No fue un saludo casual, cuando me dirigía a casa, algo en mi interior me decía que el muchacho necesitaba mucho amor. Buba era africano, excepto su mujer, toda su familia estaba lejos. No había logrado acostumbrarse a que lo trataran en muchos momentos con discriminación por el simple motivo de tener un color diferente de piel (a algo así no puede acostumbrarse nadie. Tenemos mucho por hacer). Yo no me había alejado ni diez pasos de la frutería, recuerdo que miré el reloj y que eran las once de la mañana, era tarde pero iban a tener que esperar. Solté las bolsas de la compra, me di la vuelta, me acerqué hasta él y le abracé con ganas.

Posiblemente las personas que por allí pasaron opinaron y juzgaron aquella escena para ellas tan peculiar. Pero me aventuraría a decir que ni una sola se podía imaginar que estaba amando a Buba. Nadie podía imaginarse que en aquel momento estaba entregando mi alma a alguien al que acababa de conocer.

Se nos olvidó dar porque durante gran parte de nuestra vida solo recibimos.

Moldeamos a nuestros hijos de cara al exterior; a la sociedad que se va a encargar de juzgarles cada día. Nos preocupa más cómo visten, quienes son sus amigos, qué serán algún día, con quién se casarán, dónde vivirán. Pero en ningún momento del crecimiento nos molestamos en enseñarles a dar al prójimo, a tender la mano al compañero, a apartar los deberes del cole para ayudar a aquel que se sienta a su lado y no entiende los problemas de matemáticas.

**EXTRACTOS DE REGISTROS**
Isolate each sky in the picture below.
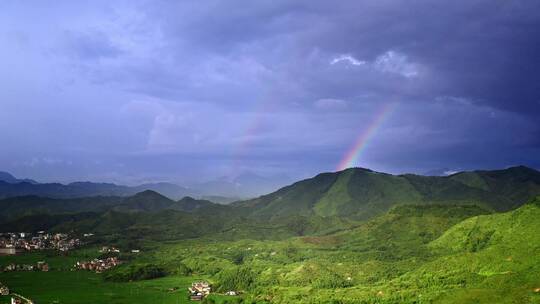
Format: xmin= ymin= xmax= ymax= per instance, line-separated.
xmin=0 ymin=0 xmax=540 ymax=184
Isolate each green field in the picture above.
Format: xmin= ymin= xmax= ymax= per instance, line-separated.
xmin=0 ymin=167 xmax=540 ymax=304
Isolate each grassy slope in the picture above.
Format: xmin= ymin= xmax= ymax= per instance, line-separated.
xmin=238 ymin=167 xmax=540 ymax=220
xmin=0 ymin=202 xmax=540 ymax=303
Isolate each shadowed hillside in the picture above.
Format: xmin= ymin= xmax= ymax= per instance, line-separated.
xmin=234 ymin=167 xmax=540 ymax=219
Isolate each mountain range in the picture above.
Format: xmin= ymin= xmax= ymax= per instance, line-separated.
xmin=0 ymin=166 xmax=540 ymax=235
xmin=0 ymin=172 xmax=294 ymax=204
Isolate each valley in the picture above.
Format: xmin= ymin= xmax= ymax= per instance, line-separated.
xmin=0 ymin=167 xmax=540 ymax=303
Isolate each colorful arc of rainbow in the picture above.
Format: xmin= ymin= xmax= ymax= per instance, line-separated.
xmin=336 ymin=103 xmax=396 ymax=171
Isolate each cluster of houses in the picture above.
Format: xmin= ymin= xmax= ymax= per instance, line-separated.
xmin=0 ymin=231 xmax=81 ymax=255
xmin=0 ymin=282 xmax=9 ymax=296
xmin=99 ymin=246 xmax=141 ymax=253
xmin=188 ymin=281 xmax=212 ymax=301
xmin=75 ymin=257 xmax=122 ymax=273
xmin=0 ymin=261 xmax=49 ymax=272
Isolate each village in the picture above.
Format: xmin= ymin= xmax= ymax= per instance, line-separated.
xmin=0 ymin=282 xmax=34 ymax=304
xmin=74 ymin=257 xmax=122 ymax=273
xmin=188 ymin=281 xmax=239 ymax=301
xmin=0 ymin=231 xmax=81 ymax=255
xmin=0 ymin=261 xmax=49 ymax=272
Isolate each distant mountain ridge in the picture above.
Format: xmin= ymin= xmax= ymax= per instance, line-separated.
xmin=0 ymin=177 xmax=196 ymax=199
xmin=0 ymin=190 xmax=225 ymax=220
xmin=0 ymin=171 xmax=38 ymax=184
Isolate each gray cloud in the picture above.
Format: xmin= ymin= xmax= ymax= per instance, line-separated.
xmin=0 ymin=0 xmax=540 ymax=181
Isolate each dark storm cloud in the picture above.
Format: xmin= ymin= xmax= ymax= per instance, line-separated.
xmin=0 ymin=0 xmax=540 ymax=181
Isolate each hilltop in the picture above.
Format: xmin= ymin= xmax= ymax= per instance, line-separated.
xmin=234 ymin=166 xmax=540 ymax=219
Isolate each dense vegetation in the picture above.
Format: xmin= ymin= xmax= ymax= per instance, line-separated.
xmin=0 ymin=167 xmax=540 ymax=303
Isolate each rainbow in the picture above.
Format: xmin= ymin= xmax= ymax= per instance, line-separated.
xmin=336 ymin=103 xmax=396 ymax=171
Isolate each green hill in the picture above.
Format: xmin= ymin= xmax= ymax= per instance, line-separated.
xmin=233 ymin=167 xmax=540 ymax=220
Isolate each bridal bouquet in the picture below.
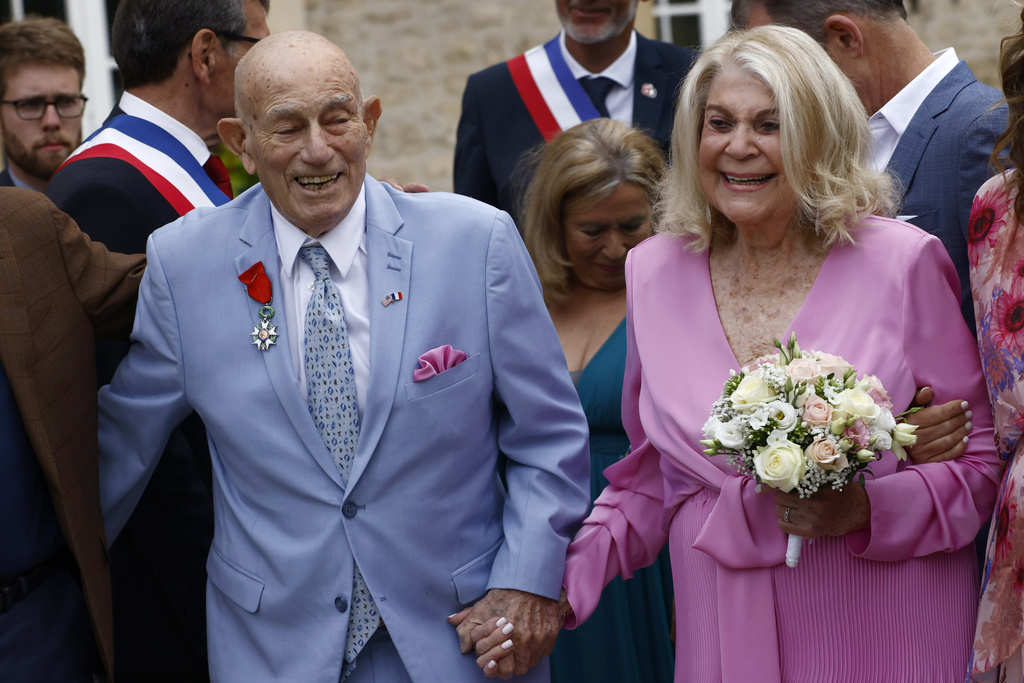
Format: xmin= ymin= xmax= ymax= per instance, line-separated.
xmin=700 ymin=334 xmax=918 ymax=567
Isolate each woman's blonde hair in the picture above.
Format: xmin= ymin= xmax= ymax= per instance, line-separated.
xmin=655 ymin=26 xmax=895 ymax=251
xmin=519 ymin=119 xmax=665 ymax=303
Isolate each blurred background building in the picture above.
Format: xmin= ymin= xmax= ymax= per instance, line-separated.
xmin=0 ymin=0 xmax=1020 ymax=190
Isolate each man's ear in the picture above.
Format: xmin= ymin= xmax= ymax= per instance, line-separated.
xmin=362 ymin=95 xmax=381 ymax=142
xmin=823 ymin=14 xmax=864 ymax=63
xmin=188 ymin=29 xmax=224 ymax=85
xmin=217 ymin=118 xmax=256 ymax=175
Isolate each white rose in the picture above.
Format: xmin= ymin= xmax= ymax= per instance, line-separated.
xmin=712 ymin=420 xmax=746 ymax=451
xmin=804 ymin=438 xmax=850 ymax=472
xmin=836 ymin=389 xmax=882 ymax=422
xmin=768 ymin=400 xmax=797 ymax=431
xmin=729 ymin=373 xmax=776 ymax=410
xmin=754 ymin=441 xmax=807 ymax=493
xmin=817 ymin=353 xmax=853 ymax=382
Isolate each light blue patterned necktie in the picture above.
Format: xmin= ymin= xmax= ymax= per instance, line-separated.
xmin=299 ymin=245 xmax=380 ymax=680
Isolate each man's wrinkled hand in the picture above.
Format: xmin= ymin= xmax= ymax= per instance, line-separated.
xmin=906 ymin=387 xmax=972 ymax=465
xmin=450 ymin=589 xmax=565 ymax=679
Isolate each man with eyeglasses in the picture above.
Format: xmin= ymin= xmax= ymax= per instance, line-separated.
xmin=44 ymin=0 xmax=269 ymax=682
xmin=0 ymin=17 xmax=86 ymax=191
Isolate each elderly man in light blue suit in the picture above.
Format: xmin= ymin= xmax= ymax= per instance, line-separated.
xmin=100 ymin=32 xmax=589 ymax=683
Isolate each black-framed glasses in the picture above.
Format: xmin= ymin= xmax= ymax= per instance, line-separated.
xmin=214 ymin=31 xmax=260 ymax=45
xmin=0 ymin=95 xmax=89 ymax=121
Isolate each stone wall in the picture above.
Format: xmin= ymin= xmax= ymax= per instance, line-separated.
xmin=305 ymin=0 xmax=1020 ymax=190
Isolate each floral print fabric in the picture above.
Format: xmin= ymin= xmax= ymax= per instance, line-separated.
xmin=968 ymin=171 xmax=1024 ymax=681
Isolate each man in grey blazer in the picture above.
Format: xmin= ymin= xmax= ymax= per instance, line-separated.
xmin=732 ymin=0 xmax=1007 ymax=330
xmin=99 ymin=32 xmax=590 ymax=683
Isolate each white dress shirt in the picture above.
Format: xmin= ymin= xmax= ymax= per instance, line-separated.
xmin=558 ymin=30 xmax=637 ymax=126
xmin=118 ymin=92 xmax=210 ymax=166
xmin=270 ymin=179 xmax=370 ymax=424
xmin=868 ymin=47 xmax=959 ymax=172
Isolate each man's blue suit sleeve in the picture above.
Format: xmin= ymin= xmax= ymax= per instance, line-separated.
xmin=486 ymin=212 xmax=590 ymax=598
xmin=454 ymin=76 xmax=498 ymax=206
xmin=99 ymin=237 xmax=191 ymax=544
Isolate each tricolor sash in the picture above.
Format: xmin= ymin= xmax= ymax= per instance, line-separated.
xmin=506 ymin=36 xmax=601 ymax=142
xmin=57 ymin=114 xmax=229 ymax=216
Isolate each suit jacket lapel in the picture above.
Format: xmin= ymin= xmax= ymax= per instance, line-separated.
xmin=234 ymin=193 xmax=344 ymax=487
xmin=633 ymin=34 xmax=673 ymax=139
xmin=349 ymin=179 xmax=411 ymax=489
xmin=886 ymin=61 xmax=976 ymax=198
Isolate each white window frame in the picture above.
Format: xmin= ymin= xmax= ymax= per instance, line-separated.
xmin=6 ymin=0 xmax=117 ymax=137
xmin=651 ymin=0 xmax=732 ymax=47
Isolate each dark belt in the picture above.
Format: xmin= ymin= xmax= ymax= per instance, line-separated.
xmin=0 ymin=553 xmax=63 ymax=614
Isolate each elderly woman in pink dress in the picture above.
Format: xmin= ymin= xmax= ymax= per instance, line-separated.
xmin=540 ymin=27 xmax=1001 ymax=683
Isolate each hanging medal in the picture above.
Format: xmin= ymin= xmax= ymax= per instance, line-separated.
xmin=239 ymin=261 xmax=279 ymax=351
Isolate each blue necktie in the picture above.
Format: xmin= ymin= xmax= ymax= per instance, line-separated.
xmin=299 ymin=245 xmax=381 ymax=679
xmin=580 ymin=76 xmax=615 ymax=119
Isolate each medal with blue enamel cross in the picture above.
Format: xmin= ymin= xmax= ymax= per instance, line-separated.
xmin=239 ymin=261 xmax=279 ymax=351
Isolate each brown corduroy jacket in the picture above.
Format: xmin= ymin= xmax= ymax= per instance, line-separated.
xmin=0 ymin=187 xmax=145 ymax=675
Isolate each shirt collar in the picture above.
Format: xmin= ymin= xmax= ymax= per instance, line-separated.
xmin=558 ymin=29 xmax=637 ymax=88
xmin=118 ymin=92 xmax=210 ymax=166
xmin=871 ymin=47 xmax=959 ymax=137
xmin=270 ymin=179 xmax=367 ymax=279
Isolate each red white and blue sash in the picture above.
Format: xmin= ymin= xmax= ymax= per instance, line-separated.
xmin=57 ymin=114 xmax=229 ymax=216
xmin=506 ymin=36 xmax=601 ymax=142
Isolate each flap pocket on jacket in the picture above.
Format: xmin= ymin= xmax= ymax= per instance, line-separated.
xmin=406 ymin=353 xmax=480 ymax=400
xmin=206 ymin=547 xmax=264 ymax=613
xmin=452 ymin=538 xmax=505 ymax=605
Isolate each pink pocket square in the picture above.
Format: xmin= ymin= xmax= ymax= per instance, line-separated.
xmin=413 ymin=344 xmax=469 ymax=382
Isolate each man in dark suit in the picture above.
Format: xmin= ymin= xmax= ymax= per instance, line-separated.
xmin=455 ymin=0 xmax=696 ymax=222
xmin=732 ymin=0 xmax=1007 ymax=330
xmin=0 ymin=187 xmax=143 ymax=681
xmin=46 ymin=0 xmax=269 ymax=682
xmin=0 ymin=17 xmax=85 ymax=191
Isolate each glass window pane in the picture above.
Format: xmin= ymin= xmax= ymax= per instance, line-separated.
xmin=672 ymin=16 xmax=700 ymax=50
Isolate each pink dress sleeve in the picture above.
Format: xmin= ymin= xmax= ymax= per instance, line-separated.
xmin=846 ymin=232 xmax=1002 ymax=561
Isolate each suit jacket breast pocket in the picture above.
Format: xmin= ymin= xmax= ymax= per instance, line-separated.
xmin=406 ymin=353 xmax=480 ymax=400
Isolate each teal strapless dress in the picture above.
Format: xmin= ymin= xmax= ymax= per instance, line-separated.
xmin=550 ymin=321 xmax=675 ymax=683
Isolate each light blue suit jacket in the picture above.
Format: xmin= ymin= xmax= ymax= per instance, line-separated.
xmin=887 ymin=61 xmax=1007 ymax=331
xmin=99 ymin=179 xmax=589 ymax=683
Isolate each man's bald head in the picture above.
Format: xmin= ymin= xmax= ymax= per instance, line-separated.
xmin=217 ymin=31 xmax=381 ymax=238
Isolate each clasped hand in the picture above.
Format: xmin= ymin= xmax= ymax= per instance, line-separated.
xmin=449 ymin=588 xmax=569 ymax=680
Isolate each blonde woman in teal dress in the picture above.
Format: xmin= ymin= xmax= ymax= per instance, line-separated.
xmin=520 ymin=119 xmax=674 ymax=683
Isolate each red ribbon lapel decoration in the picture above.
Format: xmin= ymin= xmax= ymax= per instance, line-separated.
xmin=239 ymin=261 xmax=279 ymax=351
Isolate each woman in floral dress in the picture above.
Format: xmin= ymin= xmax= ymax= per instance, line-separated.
xmin=968 ymin=11 xmax=1024 ymax=683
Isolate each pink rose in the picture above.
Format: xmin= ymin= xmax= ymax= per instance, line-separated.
xmin=843 ymin=418 xmax=871 ymax=449
xmin=804 ymin=438 xmax=850 ymax=471
xmin=785 ymin=358 xmax=821 ymax=383
xmin=803 ymin=394 xmax=833 ymax=425
xmin=863 ymin=375 xmax=893 ymax=411
xmin=818 ymin=353 xmax=853 ymax=382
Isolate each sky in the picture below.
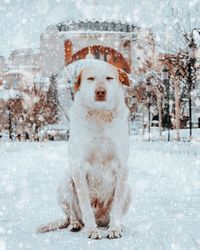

**ORDEN DE TRABAJO 1**
Traduce al inglés la oración "Se nos olvidó dar porque durante gran parte de nuestra vida solo recibimos." del fragmento sobre Buba.
**ORDEN DE TRABAJO 2**
Reproduce sin cambios el pasaje del fragmento sobre Buba que empieza en las palabras "Posiblemente las personas" y acaba tras "vida solo recibimos.".

**RESULTADO DEL EJERCICIO 1**
We forgot to give because for a large part of our lives we only receive.

**RESULTADO DEL EJERCICIO 2**
Posiblemente las personas que por allí pasaron opinaron y juzgaron aquella escena para ellas tan peculiar. Pero me aventuraría a decir que ni una sola se podía imaginar que estaba amando a Buba. Nadie podía imaginarse que en aquel momento estaba entregando mi alma a alguien al que acababa de conocer.

Se nos olvidó dar porque durante gran parte de nuestra vida solo recibimos.